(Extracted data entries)
▼

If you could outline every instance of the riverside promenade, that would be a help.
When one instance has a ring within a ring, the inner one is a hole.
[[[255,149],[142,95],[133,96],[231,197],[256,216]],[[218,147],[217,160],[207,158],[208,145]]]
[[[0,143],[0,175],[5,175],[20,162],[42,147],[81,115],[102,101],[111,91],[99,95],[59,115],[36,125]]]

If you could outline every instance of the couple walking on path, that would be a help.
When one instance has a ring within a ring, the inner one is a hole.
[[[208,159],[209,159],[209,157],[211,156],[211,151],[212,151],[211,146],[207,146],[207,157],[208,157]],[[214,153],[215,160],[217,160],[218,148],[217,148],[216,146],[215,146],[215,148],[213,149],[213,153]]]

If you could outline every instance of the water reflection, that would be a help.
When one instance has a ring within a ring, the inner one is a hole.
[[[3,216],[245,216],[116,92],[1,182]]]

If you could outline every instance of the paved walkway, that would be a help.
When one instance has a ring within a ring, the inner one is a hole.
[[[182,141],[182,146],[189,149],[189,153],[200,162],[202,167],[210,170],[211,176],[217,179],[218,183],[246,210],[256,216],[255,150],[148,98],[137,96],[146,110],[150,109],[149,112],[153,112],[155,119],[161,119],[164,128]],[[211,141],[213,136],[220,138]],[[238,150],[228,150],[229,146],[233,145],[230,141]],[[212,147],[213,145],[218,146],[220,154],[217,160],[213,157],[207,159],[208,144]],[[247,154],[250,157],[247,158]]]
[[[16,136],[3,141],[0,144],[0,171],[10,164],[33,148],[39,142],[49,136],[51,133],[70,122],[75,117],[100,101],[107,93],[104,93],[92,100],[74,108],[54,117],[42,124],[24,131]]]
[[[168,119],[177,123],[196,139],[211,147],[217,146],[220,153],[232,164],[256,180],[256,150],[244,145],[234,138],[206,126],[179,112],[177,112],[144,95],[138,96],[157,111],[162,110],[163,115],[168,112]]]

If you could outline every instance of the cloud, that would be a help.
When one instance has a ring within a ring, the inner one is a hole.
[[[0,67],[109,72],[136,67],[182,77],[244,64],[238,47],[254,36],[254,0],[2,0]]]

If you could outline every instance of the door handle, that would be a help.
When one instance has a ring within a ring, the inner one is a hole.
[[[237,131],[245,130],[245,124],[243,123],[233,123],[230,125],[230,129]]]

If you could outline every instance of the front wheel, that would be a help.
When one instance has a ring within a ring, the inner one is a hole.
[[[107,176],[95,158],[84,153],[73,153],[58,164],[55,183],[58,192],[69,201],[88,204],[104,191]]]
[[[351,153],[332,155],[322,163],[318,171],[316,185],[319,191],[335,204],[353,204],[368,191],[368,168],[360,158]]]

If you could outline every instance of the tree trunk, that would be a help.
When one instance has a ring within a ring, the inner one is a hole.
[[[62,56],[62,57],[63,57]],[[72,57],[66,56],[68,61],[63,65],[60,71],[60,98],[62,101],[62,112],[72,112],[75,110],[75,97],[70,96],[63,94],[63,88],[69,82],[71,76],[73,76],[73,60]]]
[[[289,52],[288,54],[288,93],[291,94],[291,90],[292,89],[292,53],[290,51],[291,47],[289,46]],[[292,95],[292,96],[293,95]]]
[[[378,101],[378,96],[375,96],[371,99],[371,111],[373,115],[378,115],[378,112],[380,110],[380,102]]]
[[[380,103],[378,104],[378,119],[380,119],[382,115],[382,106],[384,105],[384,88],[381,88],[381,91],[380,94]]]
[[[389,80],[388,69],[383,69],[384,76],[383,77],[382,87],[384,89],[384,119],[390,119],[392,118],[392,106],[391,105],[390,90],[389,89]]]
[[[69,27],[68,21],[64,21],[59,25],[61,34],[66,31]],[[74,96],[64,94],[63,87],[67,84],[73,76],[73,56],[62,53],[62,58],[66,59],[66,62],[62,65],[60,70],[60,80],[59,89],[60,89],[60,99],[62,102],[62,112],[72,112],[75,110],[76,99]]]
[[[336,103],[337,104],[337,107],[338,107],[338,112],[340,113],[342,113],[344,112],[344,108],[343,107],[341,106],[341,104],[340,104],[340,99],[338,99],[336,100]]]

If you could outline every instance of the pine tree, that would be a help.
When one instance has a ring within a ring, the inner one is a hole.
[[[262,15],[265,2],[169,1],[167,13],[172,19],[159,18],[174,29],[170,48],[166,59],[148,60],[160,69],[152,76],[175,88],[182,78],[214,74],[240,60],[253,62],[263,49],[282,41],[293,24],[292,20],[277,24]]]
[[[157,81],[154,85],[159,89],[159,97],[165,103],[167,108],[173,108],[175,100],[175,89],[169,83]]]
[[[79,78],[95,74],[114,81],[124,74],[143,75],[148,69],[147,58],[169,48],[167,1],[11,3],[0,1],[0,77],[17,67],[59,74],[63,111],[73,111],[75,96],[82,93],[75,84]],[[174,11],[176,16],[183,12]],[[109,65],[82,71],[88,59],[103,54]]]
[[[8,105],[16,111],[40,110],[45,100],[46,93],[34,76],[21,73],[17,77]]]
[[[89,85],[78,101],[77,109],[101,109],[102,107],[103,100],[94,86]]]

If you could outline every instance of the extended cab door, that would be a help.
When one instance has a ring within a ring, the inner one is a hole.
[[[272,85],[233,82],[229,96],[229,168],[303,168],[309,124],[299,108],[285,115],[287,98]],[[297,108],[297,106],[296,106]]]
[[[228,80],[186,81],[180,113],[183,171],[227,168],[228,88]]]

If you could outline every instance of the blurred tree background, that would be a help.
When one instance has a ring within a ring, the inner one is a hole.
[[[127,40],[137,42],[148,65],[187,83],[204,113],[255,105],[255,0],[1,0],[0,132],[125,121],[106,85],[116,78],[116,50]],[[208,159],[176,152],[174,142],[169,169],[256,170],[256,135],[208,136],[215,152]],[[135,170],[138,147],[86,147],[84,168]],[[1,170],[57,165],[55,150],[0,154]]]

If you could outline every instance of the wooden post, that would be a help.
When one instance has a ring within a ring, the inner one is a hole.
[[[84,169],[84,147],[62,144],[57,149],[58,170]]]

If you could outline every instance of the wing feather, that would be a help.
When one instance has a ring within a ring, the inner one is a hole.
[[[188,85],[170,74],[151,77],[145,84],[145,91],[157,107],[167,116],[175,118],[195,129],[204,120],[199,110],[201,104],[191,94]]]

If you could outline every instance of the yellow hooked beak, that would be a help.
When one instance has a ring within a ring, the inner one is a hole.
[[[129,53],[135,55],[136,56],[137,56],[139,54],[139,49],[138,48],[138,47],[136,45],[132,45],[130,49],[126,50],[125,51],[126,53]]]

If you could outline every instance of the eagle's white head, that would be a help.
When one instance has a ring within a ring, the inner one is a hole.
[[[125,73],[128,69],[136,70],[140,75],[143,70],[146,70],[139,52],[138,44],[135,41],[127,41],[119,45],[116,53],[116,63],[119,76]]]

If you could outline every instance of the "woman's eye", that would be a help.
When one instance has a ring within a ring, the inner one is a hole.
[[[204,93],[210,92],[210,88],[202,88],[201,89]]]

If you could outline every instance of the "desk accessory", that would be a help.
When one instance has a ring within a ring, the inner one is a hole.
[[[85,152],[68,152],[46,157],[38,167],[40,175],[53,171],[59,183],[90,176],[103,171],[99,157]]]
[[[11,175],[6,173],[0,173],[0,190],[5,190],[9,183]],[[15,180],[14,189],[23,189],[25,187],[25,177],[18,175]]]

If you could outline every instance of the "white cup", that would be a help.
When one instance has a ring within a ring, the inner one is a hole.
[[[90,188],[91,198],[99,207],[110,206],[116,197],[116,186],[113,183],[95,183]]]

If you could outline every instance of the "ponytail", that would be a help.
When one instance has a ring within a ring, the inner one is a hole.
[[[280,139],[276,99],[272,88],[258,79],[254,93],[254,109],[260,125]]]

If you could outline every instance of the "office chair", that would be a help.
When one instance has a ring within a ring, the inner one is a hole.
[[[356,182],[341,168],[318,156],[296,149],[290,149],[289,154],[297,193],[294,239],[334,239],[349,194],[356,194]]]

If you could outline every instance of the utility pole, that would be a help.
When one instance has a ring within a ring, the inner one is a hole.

▲

> Task directions
Exactly and only the lines from the one containing "If you could outline every instance of the eagle's" through the end of the material are to be reproduced, both ends included.

> Reply
If you could outline every instance of the eagle's white head, that would be a help.
When one instance has a ring within a ring, the inner one is a hole.
[[[125,73],[128,69],[136,70],[140,75],[143,70],[146,70],[139,52],[138,44],[135,41],[127,41],[119,45],[116,53],[116,63],[119,76]]]

If you could outline every instance of the "woman's eye", that would be a help.
When one instance has a ring within a ring, the inner one is a hole.
[[[204,93],[210,92],[210,88],[202,88],[201,89]]]

If you could outline every instance of the "desk accessory", that would be a help.
When one instance has a ring within a ring, the inner one is a hole.
[[[85,152],[68,152],[46,157],[38,167],[40,175],[53,171],[59,183],[90,176],[103,171],[99,157]]]
[[[11,175],[6,173],[0,173],[0,190],[5,190],[9,183]],[[15,180],[14,189],[23,189],[25,187],[25,177],[18,175]]]

If you could outline every instance of the "white cup", that would be a help.
When one instance has a ring within a ring, the inner one is a hole.
[[[90,188],[91,198],[99,207],[110,206],[116,197],[116,186],[113,183],[95,183]]]

If you could outline every instance of the "ponytail", that would be a help.
When one instance has a ring within a ring, the inner one is a hole.
[[[280,139],[276,99],[272,88],[258,79],[254,93],[254,109],[260,125]]]

If you could outline every instance of the "office chair", that would be a help.
When one instance has a ring within a ring, the inner one is a hole.
[[[356,182],[341,168],[318,156],[296,149],[290,149],[289,154],[297,193],[294,239],[334,239],[349,194],[356,194]]]

If you could outline every instance of the utility pole, that would be a help.
When one instance has a ring within a ring, the inner one is a hole.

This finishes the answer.